_Selected text:_
◇ ◇ ◇ ◇ ◇ ◇ ◇

Question: Let's say the set is 1,2,3,4.

Is the mode all of them, since the highest frequency is one, or is there no mode whatsoever?

I brought this to question since the definition uses "frequency," and it would appear that they are all equally frequent and thus all modes? I'm not sure of the official accepted interpretation.

DOES ANYONE KNOW THE ANSWER?

The mode cannot be calculated in such a varied set of data and thus should not be used. - Ferret 03:27, 23 March 2006 (UTC)

This was a multiple choice question on a standardized test, so would I say 4 modes or no modes?--Dch111 21:02, 16 May 2006 (UTC)

No modes, according to my programming teacher who worked for NASA. —The preceding unsigned comment was added by 75.8.96.7 (talk) 04:42, 11 December 2006 (UTC).

I got a proublem from my math class which implies there is a mode for a set of 5 numbers. (It's a hard proublem to explain so I won't right it out.) Lophoole 01:00, 26 January 2007 (UTC)Lophoole

[edit] Commute with

Do we really need to say commute with when discussing the linearity of mean, mode, and median? It does mean what we want to say, but it will convey it only to readers who don't need this article. Septentrionalis 21:23, 5 May 2006 (UTC)

◇ ◇ ◇ ◇ ◇ ◇ ◇

_Data records:_
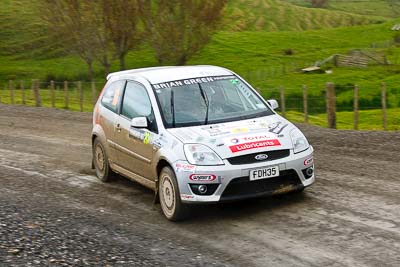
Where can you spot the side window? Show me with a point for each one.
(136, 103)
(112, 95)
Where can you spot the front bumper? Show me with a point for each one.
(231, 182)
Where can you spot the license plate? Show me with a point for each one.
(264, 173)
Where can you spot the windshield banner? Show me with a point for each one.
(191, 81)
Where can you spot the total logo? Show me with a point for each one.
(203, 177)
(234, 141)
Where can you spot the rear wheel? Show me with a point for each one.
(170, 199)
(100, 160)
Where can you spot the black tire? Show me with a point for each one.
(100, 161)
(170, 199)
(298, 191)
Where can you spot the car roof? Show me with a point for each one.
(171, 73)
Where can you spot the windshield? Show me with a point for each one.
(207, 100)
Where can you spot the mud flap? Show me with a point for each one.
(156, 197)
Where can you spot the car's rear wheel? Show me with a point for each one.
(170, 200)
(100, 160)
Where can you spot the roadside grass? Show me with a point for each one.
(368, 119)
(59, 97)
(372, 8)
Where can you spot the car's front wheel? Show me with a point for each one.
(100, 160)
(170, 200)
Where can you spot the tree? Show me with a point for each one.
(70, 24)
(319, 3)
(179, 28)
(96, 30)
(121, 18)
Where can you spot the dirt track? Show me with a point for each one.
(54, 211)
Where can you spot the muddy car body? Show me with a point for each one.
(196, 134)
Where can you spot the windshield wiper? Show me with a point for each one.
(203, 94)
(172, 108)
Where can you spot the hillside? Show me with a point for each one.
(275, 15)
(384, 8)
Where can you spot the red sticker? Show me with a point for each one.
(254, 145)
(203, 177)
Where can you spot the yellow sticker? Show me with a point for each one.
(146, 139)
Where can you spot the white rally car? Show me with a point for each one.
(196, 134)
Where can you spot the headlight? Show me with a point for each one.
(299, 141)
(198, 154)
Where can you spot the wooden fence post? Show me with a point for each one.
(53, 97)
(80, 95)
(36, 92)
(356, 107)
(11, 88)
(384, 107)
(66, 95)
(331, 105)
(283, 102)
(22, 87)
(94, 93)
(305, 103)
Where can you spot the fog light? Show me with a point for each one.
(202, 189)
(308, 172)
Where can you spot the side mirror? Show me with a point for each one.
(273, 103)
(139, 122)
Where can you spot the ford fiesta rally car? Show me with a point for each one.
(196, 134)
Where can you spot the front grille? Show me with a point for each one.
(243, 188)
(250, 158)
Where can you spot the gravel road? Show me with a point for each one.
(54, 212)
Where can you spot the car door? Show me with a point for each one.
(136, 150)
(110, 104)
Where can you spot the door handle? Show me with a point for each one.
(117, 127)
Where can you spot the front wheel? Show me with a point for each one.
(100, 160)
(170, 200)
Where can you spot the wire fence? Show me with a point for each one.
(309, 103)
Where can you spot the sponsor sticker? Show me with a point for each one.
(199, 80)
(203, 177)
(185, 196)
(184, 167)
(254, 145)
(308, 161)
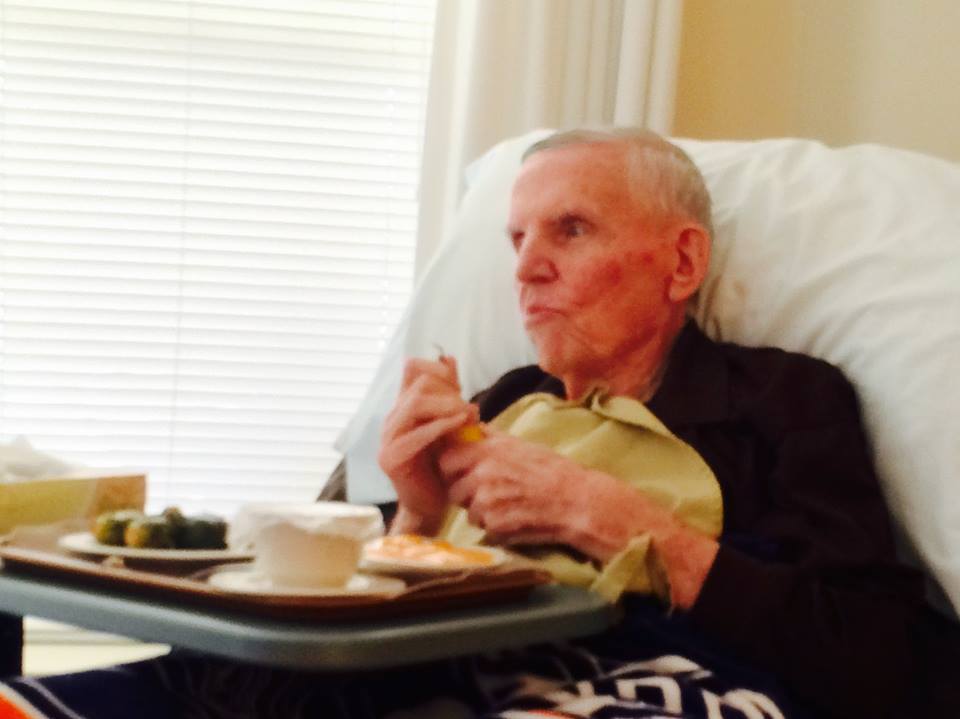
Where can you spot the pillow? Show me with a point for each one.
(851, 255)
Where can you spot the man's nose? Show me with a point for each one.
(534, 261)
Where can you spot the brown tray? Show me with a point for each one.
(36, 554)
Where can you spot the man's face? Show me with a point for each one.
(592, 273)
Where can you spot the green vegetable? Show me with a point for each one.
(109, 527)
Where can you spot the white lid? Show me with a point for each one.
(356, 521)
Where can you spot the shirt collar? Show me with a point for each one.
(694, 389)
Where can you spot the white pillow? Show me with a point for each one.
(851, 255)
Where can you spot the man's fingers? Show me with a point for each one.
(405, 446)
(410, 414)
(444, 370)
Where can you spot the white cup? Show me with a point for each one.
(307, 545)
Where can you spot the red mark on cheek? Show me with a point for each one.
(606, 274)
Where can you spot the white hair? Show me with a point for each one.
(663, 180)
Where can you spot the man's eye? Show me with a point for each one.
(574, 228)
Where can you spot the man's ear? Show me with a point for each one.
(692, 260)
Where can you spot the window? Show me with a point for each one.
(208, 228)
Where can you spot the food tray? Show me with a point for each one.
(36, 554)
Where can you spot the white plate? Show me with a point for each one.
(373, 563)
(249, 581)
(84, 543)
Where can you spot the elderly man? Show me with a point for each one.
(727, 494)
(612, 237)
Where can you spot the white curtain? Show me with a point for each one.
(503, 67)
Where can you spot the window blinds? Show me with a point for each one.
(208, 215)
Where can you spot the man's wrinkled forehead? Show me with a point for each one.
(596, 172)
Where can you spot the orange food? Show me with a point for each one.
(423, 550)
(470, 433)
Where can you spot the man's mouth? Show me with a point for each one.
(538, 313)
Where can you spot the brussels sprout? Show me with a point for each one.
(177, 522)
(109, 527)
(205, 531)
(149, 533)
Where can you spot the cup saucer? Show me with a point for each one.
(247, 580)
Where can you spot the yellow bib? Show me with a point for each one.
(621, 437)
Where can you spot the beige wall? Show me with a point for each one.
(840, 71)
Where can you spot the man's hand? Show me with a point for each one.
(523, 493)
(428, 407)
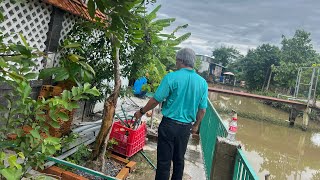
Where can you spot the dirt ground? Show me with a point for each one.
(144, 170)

◇ ◇ ◇ ◇ ◇ ◇ ◇

_Work instructions:_
• A. From the discussion about the mode, print the part from "I brought this" up to and including "16 May 2006 (UTC)".
• B. In the discussion about the mode, shorten the paragraph that begins "Do we really need to say commute with" and keep its main points.
• C. Extend the discussion about the mode past its final comment.

_Exercise results:_
• A.
I brought this to question since the definition uses "frequency," and it would appear that they are all equally frequent and thus all modes? I'm not sure of the official accepted interpretation.

DOES ANYONE KNOW THE ANSWER?

The mode cannot be calculated in such a varied set of data and thus should not be used. - Ferret 03:27, 23 March 2006 (UTC)

This was a multiple choice question on a standardized test, so would I say 4 modes or no modes?--Dch111 21:02, 16 May 2006 (UTC)

• B. Is "commute with" needed when describing the linearity of the mean, mode, and median? The phrase is accurate, but only readers who don't need this article will understand it.

• C.
In both places where it is used, it is immediately explained. Doesn't that work? I can't judge, because I don't need this article. Lambiam^Talk 01:28, 6 May 2006 (UTC)

That's the problem. Nobody who is editing it does. (And linear or independent might be just as bad.) Septentrionalis 01:51, 6 May 2006 (UTC)

I have reverted the addition of a wikilink to Commutative operation because it does not really cover the concept meant here. Commutative diagram is more to the point, but even I :) can see that that is a bridge too far. Lambiam^Talk 02:13, 6 May 2006 (UTC)

Well it would be nice if commutative operation really brought out the idea of commutative diagrams; it is in there, it's just not going to be obvious to the audience here.... Septentrionalis 03:25, 6 May 2006 (UTC)

The way I see it is as follows. For "commutative" in the sense of commutative diagram, reducing everything to the simplest case, operations f and g commute if:

f o g = g o f.

There is no universal quantification here, and the commuting operations are a pair of unary operations (although generalizations are possible and usual).

For "commutative" in the sense of commutative operation, operation ⊕ is commutative if,

x ⊕ y = y ⊕ x for all x and y in the domain.

Here the universal quantification is essential, and there is one operation which is binary.

I expect that attempts to unify the two notions will produced strained and non-natural results. Lambiam^Talk 18:51, 6 May 2006 (UTC)

Rather than try to explain the usage, I kept the idea. See what you think; I wouldn't put Commutative diagram under the See also, but go ahead if you like. Perhaps a general article on Commutativity? Septentrionalis 01:58, 7 May 2006 (UTC)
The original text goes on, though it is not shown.